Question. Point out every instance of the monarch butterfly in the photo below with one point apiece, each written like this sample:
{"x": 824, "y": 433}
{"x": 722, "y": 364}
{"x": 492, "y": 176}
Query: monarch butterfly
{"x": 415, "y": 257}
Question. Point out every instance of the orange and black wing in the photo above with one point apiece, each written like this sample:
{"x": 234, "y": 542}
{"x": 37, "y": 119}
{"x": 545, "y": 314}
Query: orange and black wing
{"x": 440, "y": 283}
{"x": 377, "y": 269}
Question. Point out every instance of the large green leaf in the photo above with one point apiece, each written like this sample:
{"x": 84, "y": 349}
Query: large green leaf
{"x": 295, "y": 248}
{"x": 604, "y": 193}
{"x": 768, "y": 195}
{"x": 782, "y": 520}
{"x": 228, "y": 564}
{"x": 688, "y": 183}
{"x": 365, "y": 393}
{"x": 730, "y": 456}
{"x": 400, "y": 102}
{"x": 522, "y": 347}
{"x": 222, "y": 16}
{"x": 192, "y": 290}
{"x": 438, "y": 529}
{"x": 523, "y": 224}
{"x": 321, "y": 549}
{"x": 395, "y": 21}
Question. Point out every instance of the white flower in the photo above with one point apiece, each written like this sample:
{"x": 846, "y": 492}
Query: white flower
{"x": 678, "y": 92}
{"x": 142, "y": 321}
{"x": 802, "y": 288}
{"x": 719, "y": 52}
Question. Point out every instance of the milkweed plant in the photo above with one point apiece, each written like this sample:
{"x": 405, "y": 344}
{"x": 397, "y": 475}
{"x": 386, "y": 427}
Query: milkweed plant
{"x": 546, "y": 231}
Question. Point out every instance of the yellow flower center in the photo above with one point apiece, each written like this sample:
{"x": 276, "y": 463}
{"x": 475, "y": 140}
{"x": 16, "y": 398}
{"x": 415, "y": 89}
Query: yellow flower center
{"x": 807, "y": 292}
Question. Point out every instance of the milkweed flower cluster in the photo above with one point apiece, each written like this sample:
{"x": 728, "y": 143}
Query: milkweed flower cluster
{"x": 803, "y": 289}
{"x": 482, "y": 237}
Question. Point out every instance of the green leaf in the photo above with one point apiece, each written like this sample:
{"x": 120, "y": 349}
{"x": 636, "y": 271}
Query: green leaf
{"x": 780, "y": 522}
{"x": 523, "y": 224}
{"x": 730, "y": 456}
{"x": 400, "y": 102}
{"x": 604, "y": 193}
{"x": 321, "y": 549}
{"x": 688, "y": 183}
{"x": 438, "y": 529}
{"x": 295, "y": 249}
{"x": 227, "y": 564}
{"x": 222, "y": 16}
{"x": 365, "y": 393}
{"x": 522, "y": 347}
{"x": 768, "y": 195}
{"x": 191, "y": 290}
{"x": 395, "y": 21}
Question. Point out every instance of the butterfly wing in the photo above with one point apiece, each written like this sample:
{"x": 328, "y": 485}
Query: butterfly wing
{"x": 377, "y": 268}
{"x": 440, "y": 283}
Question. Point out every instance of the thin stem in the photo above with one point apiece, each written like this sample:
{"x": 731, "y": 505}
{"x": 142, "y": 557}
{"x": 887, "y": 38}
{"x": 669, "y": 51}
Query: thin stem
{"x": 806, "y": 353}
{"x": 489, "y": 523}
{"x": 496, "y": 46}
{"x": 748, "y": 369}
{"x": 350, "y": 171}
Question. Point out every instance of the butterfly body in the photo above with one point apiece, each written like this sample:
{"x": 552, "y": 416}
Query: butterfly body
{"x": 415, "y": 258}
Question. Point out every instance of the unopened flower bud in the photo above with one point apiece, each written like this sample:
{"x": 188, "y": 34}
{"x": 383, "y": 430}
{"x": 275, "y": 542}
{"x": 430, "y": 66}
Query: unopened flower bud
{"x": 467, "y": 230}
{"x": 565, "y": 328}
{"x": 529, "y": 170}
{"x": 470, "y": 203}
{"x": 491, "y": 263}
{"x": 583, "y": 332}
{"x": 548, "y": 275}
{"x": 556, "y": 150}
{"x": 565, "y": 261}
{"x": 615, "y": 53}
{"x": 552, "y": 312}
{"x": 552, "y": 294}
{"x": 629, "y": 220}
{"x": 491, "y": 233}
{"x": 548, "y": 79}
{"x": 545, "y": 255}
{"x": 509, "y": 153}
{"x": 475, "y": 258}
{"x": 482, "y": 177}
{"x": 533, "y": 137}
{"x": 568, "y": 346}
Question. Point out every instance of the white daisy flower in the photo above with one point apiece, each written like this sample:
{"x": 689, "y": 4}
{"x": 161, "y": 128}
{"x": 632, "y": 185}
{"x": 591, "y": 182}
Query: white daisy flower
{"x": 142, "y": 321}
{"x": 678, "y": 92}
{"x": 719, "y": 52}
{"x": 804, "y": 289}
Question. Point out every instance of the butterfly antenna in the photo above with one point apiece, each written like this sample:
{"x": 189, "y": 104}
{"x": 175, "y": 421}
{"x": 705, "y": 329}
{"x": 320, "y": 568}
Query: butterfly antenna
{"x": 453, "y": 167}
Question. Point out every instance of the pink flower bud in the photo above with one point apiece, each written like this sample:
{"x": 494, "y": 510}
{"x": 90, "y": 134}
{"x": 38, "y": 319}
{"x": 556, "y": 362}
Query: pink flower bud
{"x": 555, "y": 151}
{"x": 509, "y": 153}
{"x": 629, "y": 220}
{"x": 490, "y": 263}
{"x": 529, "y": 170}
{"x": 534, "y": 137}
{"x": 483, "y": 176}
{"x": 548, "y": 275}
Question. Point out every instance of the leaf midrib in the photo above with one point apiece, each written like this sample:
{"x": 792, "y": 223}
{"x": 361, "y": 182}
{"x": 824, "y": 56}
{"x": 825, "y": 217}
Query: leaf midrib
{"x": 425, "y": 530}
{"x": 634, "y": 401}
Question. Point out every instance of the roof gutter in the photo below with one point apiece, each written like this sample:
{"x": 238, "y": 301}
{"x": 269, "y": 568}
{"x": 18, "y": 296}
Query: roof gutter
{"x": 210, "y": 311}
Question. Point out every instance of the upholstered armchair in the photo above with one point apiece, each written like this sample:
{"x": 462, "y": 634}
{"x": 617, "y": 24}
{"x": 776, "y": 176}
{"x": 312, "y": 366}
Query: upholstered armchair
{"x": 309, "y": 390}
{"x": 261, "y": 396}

┄┄┄┄┄┄┄┄┄┄

● Objective: Copy every one of the entries above word for word, leaving nothing out and changing nothing.

● Exercise output:
Question. Point out every instance of the monarch butterfly in the photo below with one point apiece, each written like this sample:
{"x": 824, "y": 433}
{"x": 722, "y": 364}
{"x": 492, "y": 176}
Query: monarch butterfly
{"x": 415, "y": 257}
Question. Point out every instance of the orange and black wing in the photo above with one point apiece, each written like this sample:
{"x": 234, "y": 542}
{"x": 37, "y": 119}
{"x": 545, "y": 314}
Query: orange and black wing
{"x": 440, "y": 283}
{"x": 377, "y": 269}
Question. Point out every instance of the large green leaf in the photo above with one point apiece, each written like this sample:
{"x": 84, "y": 349}
Query: large green leaf
{"x": 295, "y": 248}
{"x": 604, "y": 193}
{"x": 768, "y": 195}
{"x": 782, "y": 520}
{"x": 228, "y": 564}
{"x": 688, "y": 183}
{"x": 365, "y": 393}
{"x": 730, "y": 456}
{"x": 400, "y": 102}
{"x": 522, "y": 347}
{"x": 222, "y": 16}
{"x": 192, "y": 290}
{"x": 438, "y": 529}
{"x": 523, "y": 224}
{"x": 321, "y": 549}
{"x": 395, "y": 21}
Question. Point out every instance of the white flower in the photo above with one point apiece, each written like this sample:
{"x": 846, "y": 492}
Query: white flower
{"x": 678, "y": 92}
{"x": 142, "y": 321}
{"x": 802, "y": 288}
{"x": 719, "y": 52}
Question. Point out every instance of the milkweed plant in the photo above with one point apiece, each written like this sample:
{"x": 405, "y": 344}
{"x": 397, "y": 475}
{"x": 386, "y": 427}
Query: milkweed plant
{"x": 546, "y": 231}
Question. Point out every instance of the yellow flower center in the photo above with one point apiece, each written like this sample:
{"x": 276, "y": 463}
{"x": 475, "y": 140}
{"x": 16, "y": 398}
{"x": 415, "y": 89}
Query: yellow flower center
{"x": 807, "y": 292}
Question. Point out every instance of the milkweed flower cluster in the photo above with one point apiece, each written like this sample:
{"x": 728, "y": 143}
Query: milkweed flower cluster
{"x": 803, "y": 289}
{"x": 482, "y": 237}
Question. Point out every instance of the green leaf in the photo above with one point apiece, each written like this sample:
{"x": 120, "y": 349}
{"x": 636, "y": 271}
Query: green leaf
{"x": 780, "y": 522}
{"x": 523, "y": 224}
{"x": 730, "y": 456}
{"x": 400, "y": 102}
{"x": 604, "y": 193}
{"x": 321, "y": 549}
{"x": 688, "y": 183}
{"x": 438, "y": 529}
{"x": 295, "y": 249}
{"x": 227, "y": 564}
{"x": 222, "y": 16}
{"x": 365, "y": 393}
{"x": 522, "y": 347}
{"x": 768, "y": 195}
{"x": 191, "y": 290}
{"x": 395, "y": 21}
Question. Point out every instance of the butterfly wing in the photo above with one point apiece, each written like this sample:
{"x": 328, "y": 485}
Query: butterfly wing
{"x": 377, "y": 268}
{"x": 440, "y": 283}
Question. Point out every instance of the thin stem in the photo above with one point apiece, each written like this sample:
{"x": 731, "y": 505}
{"x": 142, "y": 557}
{"x": 887, "y": 38}
{"x": 669, "y": 51}
Query: thin stem
{"x": 806, "y": 353}
{"x": 489, "y": 523}
{"x": 496, "y": 46}
{"x": 748, "y": 369}
{"x": 350, "y": 171}
Question. Point out every instance of the butterfly body in the photo above with one point apiece, each written like this sample:
{"x": 552, "y": 416}
Query: butterfly body
{"x": 415, "y": 258}
Question. Point out every instance of the unopened flower bud in the photo above with one point apiece, each written like this sample:
{"x": 188, "y": 34}
{"x": 383, "y": 430}
{"x": 275, "y": 542}
{"x": 430, "y": 66}
Query: unopened flower bud
{"x": 467, "y": 230}
{"x": 565, "y": 328}
{"x": 529, "y": 170}
{"x": 470, "y": 203}
{"x": 491, "y": 263}
{"x": 583, "y": 332}
{"x": 548, "y": 275}
{"x": 556, "y": 150}
{"x": 565, "y": 261}
{"x": 615, "y": 53}
{"x": 552, "y": 312}
{"x": 552, "y": 294}
{"x": 629, "y": 220}
{"x": 491, "y": 233}
{"x": 548, "y": 79}
{"x": 545, "y": 255}
{"x": 509, "y": 153}
{"x": 475, "y": 258}
{"x": 482, "y": 177}
{"x": 533, "y": 137}
{"x": 568, "y": 346}
Question. Point out every instance of the white daisy flower in the photo above with one point apiece, each written like this sample:
{"x": 689, "y": 4}
{"x": 161, "y": 128}
{"x": 632, "y": 185}
{"x": 591, "y": 182}
Query: white daisy flower
{"x": 142, "y": 321}
{"x": 678, "y": 92}
{"x": 719, "y": 52}
{"x": 804, "y": 289}
Question. Point out every instance of the butterfly antenna in the photo above with one point apiece, each written like this sample:
{"x": 189, "y": 104}
{"x": 175, "y": 421}
{"x": 705, "y": 329}
{"x": 320, "y": 568}
Query: butterfly antenna
{"x": 453, "y": 167}
Question. Point out every instance of the pink flower bud in the photo above with one point apiece, each written like this sample:
{"x": 494, "y": 510}
{"x": 90, "y": 134}
{"x": 38, "y": 319}
{"x": 556, "y": 362}
Query: pink flower bud
{"x": 555, "y": 151}
{"x": 509, "y": 153}
{"x": 629, "y": 220}
{"x": 490, "y": 263}
{"x": 529, "y": 170}
{"x": 534, "y": 137}
{"x": 483, "y": 176}
{"x": 548, "y": 275}
Question. Point out every instance of the leaf midrib in the photo above with one point apiece, each written like this sample:
{"x": 792, "y": 223}
{"x": 361, "y": 182}
{"x": 824, "y": 56}
{"x": 825, "y": 217}
Query: leaf midrib
{"x": 425, "y": 530}
{"x": 634, "y": 401}
Question. Point out every instance of the roof gutter in the photo below with one point apiece, each written like this sample:
{"x": 238, "y": 301}
{"x": 269, "y": 568}
{"x": 18, "y": 296}
Query: roof gutter
{"x": 210, "y": 311}
Question. Point out every instance of the upholstered armchair in the photo above with one point apiece, each written like this sample:
{"x": 462, "y": 634}
{"x": 617, "y": 24}
{"x": 776, "y": 176}
{"x": 312, "y": 366}
Query: upholstered armchair
{"x": 309, "y": 390}
{"x": 261, "y": 396}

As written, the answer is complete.